[A run of records]
-- START --
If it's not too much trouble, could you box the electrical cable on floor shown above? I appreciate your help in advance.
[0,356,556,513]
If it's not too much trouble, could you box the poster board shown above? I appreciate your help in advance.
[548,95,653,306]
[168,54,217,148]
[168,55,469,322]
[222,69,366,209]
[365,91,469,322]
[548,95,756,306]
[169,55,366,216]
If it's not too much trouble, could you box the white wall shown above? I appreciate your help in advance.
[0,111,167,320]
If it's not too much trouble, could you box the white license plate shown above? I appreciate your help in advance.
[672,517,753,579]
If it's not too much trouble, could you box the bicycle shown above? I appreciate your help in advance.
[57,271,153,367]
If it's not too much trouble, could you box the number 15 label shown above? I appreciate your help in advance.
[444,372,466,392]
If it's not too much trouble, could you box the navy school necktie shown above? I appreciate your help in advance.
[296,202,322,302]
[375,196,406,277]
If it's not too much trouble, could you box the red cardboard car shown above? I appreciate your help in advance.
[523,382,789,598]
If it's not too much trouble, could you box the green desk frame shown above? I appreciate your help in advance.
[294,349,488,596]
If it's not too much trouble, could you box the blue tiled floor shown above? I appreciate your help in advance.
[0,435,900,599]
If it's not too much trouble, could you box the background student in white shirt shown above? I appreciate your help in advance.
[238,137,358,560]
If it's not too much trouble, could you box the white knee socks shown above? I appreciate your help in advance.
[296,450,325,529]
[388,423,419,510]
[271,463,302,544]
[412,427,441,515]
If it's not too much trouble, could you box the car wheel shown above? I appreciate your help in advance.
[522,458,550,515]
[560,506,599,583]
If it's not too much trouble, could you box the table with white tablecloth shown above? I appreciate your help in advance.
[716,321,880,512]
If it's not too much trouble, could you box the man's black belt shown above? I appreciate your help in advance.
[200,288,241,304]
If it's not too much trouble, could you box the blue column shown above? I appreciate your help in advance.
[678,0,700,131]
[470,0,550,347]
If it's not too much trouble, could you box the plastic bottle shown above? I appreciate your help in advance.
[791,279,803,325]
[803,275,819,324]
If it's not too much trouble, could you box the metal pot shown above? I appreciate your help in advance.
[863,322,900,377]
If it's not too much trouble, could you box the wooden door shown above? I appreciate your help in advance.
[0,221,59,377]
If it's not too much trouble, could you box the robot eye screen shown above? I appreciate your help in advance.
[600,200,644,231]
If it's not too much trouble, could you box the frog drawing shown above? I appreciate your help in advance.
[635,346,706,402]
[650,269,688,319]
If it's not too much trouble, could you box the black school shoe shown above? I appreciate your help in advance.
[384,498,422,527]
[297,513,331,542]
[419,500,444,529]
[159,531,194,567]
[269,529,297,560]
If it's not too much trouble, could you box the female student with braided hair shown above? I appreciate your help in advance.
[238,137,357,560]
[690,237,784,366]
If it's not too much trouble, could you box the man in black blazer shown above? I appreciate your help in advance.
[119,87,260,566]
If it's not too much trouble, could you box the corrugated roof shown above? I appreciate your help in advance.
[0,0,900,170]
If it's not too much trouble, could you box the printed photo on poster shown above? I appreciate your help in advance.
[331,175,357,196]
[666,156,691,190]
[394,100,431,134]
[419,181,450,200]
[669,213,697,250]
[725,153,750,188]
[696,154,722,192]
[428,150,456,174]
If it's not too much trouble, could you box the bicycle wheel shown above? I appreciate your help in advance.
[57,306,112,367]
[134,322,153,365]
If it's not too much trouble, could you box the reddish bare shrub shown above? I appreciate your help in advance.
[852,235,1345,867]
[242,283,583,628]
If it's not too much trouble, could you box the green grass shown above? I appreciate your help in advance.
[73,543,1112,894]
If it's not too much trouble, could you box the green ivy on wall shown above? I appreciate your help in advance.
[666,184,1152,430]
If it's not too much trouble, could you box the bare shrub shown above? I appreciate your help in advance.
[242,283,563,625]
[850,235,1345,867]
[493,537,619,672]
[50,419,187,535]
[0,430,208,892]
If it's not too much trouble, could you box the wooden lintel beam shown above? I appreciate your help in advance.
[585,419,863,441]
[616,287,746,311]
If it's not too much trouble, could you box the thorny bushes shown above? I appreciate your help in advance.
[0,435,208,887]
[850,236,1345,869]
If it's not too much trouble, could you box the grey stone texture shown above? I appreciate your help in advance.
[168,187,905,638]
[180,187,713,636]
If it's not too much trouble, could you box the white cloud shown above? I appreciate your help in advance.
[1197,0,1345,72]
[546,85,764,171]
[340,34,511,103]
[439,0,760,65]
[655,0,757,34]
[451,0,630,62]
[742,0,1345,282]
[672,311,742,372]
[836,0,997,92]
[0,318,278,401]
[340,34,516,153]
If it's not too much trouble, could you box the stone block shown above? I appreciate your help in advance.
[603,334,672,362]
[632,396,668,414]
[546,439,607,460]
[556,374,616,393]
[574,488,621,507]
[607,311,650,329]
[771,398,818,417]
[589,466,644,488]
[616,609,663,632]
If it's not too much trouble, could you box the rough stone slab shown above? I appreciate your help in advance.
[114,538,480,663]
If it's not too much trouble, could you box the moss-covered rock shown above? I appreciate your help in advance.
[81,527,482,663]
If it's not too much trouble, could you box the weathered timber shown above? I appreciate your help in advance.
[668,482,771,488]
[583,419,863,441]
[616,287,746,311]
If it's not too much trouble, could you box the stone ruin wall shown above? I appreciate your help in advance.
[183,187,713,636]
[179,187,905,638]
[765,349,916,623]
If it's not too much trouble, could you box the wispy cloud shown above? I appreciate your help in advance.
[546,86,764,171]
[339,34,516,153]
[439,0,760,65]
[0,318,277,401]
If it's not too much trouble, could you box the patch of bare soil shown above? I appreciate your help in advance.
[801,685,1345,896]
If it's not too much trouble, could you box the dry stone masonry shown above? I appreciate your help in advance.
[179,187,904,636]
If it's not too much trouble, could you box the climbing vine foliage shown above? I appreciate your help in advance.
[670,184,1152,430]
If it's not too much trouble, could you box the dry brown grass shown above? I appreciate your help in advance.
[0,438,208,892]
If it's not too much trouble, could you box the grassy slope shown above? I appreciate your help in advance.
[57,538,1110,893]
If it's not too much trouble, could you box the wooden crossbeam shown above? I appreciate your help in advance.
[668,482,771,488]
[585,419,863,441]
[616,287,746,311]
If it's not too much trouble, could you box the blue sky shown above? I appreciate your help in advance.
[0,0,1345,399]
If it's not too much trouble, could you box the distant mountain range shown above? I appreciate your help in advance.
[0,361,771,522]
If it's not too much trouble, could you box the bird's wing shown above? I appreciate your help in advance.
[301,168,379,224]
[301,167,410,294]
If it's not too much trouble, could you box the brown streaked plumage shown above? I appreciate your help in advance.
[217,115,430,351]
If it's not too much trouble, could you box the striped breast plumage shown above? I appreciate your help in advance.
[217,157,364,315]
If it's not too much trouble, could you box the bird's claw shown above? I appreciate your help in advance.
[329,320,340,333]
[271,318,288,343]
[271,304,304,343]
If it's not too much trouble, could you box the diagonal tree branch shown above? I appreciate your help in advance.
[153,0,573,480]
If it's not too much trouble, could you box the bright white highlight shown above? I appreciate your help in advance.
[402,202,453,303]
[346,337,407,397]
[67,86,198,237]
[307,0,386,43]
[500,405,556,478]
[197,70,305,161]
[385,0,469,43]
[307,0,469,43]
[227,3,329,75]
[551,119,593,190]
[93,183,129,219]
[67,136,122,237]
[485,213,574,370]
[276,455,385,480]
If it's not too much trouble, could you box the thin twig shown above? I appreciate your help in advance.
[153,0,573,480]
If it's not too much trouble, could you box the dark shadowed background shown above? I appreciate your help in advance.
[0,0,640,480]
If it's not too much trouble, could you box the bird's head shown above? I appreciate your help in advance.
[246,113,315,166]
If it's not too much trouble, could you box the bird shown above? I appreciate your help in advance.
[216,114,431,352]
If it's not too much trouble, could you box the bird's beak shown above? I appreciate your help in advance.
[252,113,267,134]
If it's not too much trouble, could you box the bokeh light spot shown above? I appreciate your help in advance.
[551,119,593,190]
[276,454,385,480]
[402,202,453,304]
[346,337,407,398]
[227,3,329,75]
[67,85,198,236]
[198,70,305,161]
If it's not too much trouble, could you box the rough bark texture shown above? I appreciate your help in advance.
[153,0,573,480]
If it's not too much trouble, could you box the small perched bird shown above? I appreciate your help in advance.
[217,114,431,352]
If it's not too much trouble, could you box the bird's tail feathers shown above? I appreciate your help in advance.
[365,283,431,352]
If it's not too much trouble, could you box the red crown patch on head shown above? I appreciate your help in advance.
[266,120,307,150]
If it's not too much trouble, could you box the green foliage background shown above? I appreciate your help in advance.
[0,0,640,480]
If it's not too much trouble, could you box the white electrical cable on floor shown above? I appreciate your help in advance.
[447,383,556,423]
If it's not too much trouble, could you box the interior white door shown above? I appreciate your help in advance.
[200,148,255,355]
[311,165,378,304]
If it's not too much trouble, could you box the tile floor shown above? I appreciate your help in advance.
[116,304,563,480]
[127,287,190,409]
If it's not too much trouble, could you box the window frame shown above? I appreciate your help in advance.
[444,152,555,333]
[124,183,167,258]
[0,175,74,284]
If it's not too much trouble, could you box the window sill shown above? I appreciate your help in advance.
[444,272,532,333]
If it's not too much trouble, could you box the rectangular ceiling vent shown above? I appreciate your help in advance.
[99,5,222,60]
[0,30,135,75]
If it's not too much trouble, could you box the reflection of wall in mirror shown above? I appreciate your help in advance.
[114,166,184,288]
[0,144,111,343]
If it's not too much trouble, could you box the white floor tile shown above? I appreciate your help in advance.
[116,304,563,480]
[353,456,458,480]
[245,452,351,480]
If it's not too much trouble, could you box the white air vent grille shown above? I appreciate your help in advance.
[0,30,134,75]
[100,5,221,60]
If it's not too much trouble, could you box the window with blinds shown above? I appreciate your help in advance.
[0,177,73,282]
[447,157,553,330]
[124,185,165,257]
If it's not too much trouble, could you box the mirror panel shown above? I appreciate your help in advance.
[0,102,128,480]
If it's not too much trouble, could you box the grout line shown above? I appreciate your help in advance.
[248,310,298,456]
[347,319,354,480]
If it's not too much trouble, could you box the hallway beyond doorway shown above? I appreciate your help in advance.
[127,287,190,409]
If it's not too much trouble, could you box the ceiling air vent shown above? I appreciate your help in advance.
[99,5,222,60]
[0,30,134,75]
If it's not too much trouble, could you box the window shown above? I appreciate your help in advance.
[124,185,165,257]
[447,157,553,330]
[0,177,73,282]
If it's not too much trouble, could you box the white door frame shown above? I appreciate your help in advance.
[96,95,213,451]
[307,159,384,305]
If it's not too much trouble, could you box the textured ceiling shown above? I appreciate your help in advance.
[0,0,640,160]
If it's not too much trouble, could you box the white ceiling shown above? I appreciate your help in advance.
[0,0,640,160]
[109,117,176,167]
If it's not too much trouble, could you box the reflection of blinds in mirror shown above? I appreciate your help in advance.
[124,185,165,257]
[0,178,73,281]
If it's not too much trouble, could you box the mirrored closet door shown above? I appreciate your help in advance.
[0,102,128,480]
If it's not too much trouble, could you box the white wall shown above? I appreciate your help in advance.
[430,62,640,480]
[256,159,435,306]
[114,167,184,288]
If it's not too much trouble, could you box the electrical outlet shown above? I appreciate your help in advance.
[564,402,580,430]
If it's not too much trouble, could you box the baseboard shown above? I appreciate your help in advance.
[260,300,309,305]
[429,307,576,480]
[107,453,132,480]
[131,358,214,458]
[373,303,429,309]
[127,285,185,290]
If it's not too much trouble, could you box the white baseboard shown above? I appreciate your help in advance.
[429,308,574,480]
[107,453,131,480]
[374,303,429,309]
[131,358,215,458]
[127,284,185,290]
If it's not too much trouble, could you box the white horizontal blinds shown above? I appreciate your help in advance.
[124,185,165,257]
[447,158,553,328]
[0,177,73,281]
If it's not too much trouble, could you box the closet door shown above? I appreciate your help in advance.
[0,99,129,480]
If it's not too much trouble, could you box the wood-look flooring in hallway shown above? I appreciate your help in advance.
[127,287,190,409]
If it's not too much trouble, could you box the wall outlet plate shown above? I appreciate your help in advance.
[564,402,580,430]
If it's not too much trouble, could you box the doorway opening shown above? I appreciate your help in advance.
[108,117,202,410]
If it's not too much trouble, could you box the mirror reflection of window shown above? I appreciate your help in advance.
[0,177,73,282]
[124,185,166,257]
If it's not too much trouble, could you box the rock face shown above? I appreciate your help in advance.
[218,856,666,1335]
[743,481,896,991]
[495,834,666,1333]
-- END --
- [INSTRUCTIONS TO FOLLOW] Retype the stretch from the line containing "If it's not too much trouble, could you box the corrugated" through the line containing "[0,0,900,170]", both included, without changing anything.

- [OUTPUT OF THE TASK]
If it's not too much trouble, could you box the corrugated roof shown above? I appreciate your help in advance.
[0,0,900,170]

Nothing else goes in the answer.